───── Supplied entries

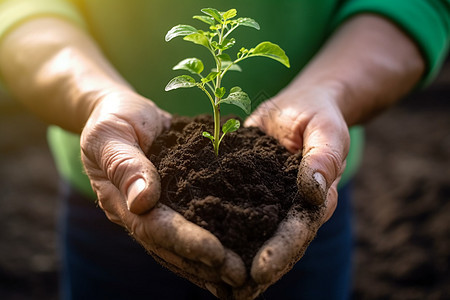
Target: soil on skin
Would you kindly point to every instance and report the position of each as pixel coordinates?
(240, 196)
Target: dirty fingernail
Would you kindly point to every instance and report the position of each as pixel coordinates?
(211, 288)
(321, 181)
(134, 190)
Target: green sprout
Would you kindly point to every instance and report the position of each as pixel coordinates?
(217, 40)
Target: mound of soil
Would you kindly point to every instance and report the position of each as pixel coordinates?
(240, 196)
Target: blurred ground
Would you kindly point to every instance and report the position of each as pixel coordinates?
(402, 203)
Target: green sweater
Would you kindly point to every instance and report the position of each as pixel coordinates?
(131, 34)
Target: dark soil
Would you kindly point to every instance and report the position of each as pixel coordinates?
(241, 195)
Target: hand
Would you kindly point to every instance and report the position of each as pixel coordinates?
(306, 119)
(121, 128)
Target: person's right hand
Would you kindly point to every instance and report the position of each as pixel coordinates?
(120, 129)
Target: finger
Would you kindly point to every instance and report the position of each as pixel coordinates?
(231, 272)
(324, 152)
(251, 290)
(286, 247)
(331, 202)
(166, 228)
(162, 227)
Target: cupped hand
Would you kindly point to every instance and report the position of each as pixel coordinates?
(119, 131)
(307, 120)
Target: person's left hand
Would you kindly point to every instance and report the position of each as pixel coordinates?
(119, 131)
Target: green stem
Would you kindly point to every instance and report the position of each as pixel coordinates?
(216, 129)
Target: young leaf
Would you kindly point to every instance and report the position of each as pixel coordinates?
(180, 30)
(213, 13)
(183, 81)
(239, 98)
(205, 19)
(220, 92)
(208, 135)
(209, 77)
(197, 38)
(229, 14)
(270, 50)
(248, 22)
(231, 125)
(234, 67)
(226, 61)
(193, 65)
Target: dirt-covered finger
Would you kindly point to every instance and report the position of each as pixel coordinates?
(166, 228)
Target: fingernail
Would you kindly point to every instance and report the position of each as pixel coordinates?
(321, 181)
(211, 288)
(134, 190)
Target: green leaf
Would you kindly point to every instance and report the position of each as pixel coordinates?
(183, 81)
(249, 22)
(231, 125)
(226, 61)
(224, 57)
(229, 14)
(198, 38)
(239, 98)
(213, 13)
(220, 92)
(227, 44)
(270, 50)
(235, 89)
(180, 30)
(225, 64)
(208, 135)
(193, 65)
(209, 77)
(205, 19)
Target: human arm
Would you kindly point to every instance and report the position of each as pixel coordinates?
(57, 71)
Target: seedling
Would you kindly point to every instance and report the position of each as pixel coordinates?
(217, 40)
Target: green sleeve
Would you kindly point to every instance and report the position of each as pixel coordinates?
(427, 22)
(15, 12)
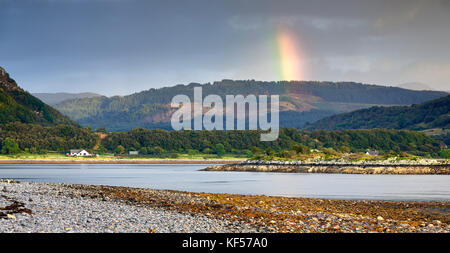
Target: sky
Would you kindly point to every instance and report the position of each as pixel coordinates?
(119, 47)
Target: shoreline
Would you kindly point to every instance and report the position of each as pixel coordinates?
(45, 207)
(388, 169)
(118, 161)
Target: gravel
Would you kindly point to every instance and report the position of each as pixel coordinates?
(55, 208)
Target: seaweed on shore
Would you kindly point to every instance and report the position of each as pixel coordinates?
(14, 208)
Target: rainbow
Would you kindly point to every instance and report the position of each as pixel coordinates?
(290, 64)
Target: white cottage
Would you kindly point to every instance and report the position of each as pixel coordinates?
(79, 152)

──────────

Problem description =
Copy the records from the line containing "Target: white cottage" through the end of the records, including the request lines, and adjust every pixel coordinate in the answers by -138. Give only those lines.

Written solution =
Target: white cottage
Would you kindly point to every instance and report the position of each as pixel coordinates?
(-59, 14)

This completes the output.